What is expected:
Rewrite every line of the records below as a numbered list, leaving out any blank lines.

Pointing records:
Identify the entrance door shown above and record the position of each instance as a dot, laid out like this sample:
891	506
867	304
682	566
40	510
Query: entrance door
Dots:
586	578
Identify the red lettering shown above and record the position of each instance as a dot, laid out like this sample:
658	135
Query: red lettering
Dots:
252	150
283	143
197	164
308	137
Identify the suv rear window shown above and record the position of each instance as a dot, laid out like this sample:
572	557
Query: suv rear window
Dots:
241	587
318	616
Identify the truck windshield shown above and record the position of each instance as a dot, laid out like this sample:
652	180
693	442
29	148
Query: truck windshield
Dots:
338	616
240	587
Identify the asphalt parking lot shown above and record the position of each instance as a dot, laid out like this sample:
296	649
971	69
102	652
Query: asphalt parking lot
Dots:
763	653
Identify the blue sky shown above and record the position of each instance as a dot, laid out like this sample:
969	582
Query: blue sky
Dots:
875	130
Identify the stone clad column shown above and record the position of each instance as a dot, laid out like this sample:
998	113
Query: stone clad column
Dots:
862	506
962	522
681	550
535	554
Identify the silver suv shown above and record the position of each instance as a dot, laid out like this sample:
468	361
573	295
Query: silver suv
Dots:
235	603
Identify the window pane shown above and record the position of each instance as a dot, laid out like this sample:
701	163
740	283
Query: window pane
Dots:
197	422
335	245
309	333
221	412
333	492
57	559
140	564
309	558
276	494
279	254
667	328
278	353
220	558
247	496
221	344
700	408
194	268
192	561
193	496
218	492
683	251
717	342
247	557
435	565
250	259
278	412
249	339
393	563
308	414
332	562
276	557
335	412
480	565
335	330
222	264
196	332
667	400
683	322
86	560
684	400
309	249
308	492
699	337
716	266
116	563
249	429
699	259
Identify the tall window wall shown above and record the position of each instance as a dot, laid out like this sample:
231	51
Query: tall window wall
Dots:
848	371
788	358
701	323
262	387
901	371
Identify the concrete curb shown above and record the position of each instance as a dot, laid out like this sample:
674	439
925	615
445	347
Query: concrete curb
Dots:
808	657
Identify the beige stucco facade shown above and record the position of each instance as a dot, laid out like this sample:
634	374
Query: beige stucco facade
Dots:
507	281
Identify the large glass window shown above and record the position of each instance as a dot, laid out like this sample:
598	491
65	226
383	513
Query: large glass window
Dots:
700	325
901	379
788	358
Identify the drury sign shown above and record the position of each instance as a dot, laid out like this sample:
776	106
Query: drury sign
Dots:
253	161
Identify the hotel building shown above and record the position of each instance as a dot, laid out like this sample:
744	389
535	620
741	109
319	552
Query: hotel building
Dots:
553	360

Task output:
1. Identify the entrance door shown above and record the position of each instance as a dot, laid out like this sample:
2. 891	506
3. 867	304
4. 682	566
5. 40	510
6. Query: entrance door
7. Dots:
8. 586	578
9. Identify the red lettering shown above and record the position of each instance as a dot, laid out like this sample:
10. 658	135
11. Query: red lettering
12. Dots:
13. 252	150
14. 283	143
15. 197	164
16. 308	137
17. Identify the suv rear window shown above and record the position of each instance as a dot, laid out like this sample:
18. 572	557
19. Query: suv rear window
20. Dots:
21. 241	587
22. 318	616
23. Identify the truck windshield shown above and record the position of each instance as a dot, laid out like this sample:
24. 652	180
25. 693	442
26. 29	148
27. Query: truck windshield
28. Dots:
29. 338	616
30. 240	587
31. Identify the asphalt parking lot shown above and record the position of each instance as a dot, laid out like this sample:
32. 296	649
33. 971	69
34. 102	652
35. Query: asphalt parking lot
36. Dots:
37. 763	653
38. Identify the blue sky shown above and record the position of each instance as a dot, laid out like this sample:
39. 969	582
40. Query: blue sky
41. Dots:
42. 875	130
43. Identify the stone clad column shown above and record the position of each instance as a dot, laid out like this sample:
44. 998	113
45. Query: stone clad column
46. Dots:
47. 862	506
48. 962	522
49. 681	550
50. 535	554
51. Identify the silver suv shown above and record the position of each instance as a dot, laid out like this sample:
52. 468	361
53. 573	295
54. Query: silver suv
55. Dots:
56. 235	603
57. Identify the window pane shown above and record the position of each instance as a dot, laid out like this sample:
58. 701	163
59. 740	283
60. Query: window pane
61. Dots:
62. 197	422
63. 335	245
64. 309	333
65. 221	412
66. 333	492
67. 57	559
68. 140	564
69. 309	558
70. 276	494
71. 279	254
72. 667	328
73. 278	353
74. 220	558
75. 247	496
76. 221	344
77. 700	408
78. 194	268
79. 192	561
80. 193	496
81. 218	492
82. 683	251
83. 717	342
84. 247	557
85. 435	565
86. 250	259
87. 278	412
88. 249	339
89. 393	563
90. 308	414
91. 332	562
92. 276	557
93. 335	412
94. 480	565
95. 335	330
96. 222	264
97. 196	332
98. 667	400
99. 683	322
100. 86	560
101. 684	400
102. 309	249
103. 308	492
104. 699	337
105. 716	266
106. 116	563
107. 249	429
108. 699	259
109. Identify the tall window wall shown above and record the position of each instance as a dot, laid out like this sample:
110. 231	51
111. Query: tall window wall
112. Dots:
113. 848	371
114. 788	358
115. 701	323
116. 262	387
117. 901	371
118. Identify the concrete curb shown above and record the position of each instance as a dot, laid out like this sample:
119. 674	439
120. 925	615
121. 445	347
122. Query: concrete curb
123. Dots:
124. 808	657
125. Identify the beige stucco facade shown above and record the position of each instance as a dot, laid out like this sample:
126. 634	374
127. Query: beige stucco facade
128. Dots:
129. 507	281
130. Identify the large glass window shown above and record the position of each instance as a dot, laid out like this sample:
131. 598	491
132. 65	226
133. 383	513
134. Query: large glass window
135. Dots:
136. 700	325
137. 901	379
138. 788	358
139. Identify the drury sign shown above and record the position of each instance as a dot, laid out like this sample:
140. 776	106
141. Query: drury sign
142. Dots:
143. 253	161
144. Identify the hotel building shown above and record the position of each instance as a dot, laid out like this sample:
145. 744	389
146. 535	620
147. 741	109
148. 319	552
149. Query: hotel building
150. Dots:
151. 553	360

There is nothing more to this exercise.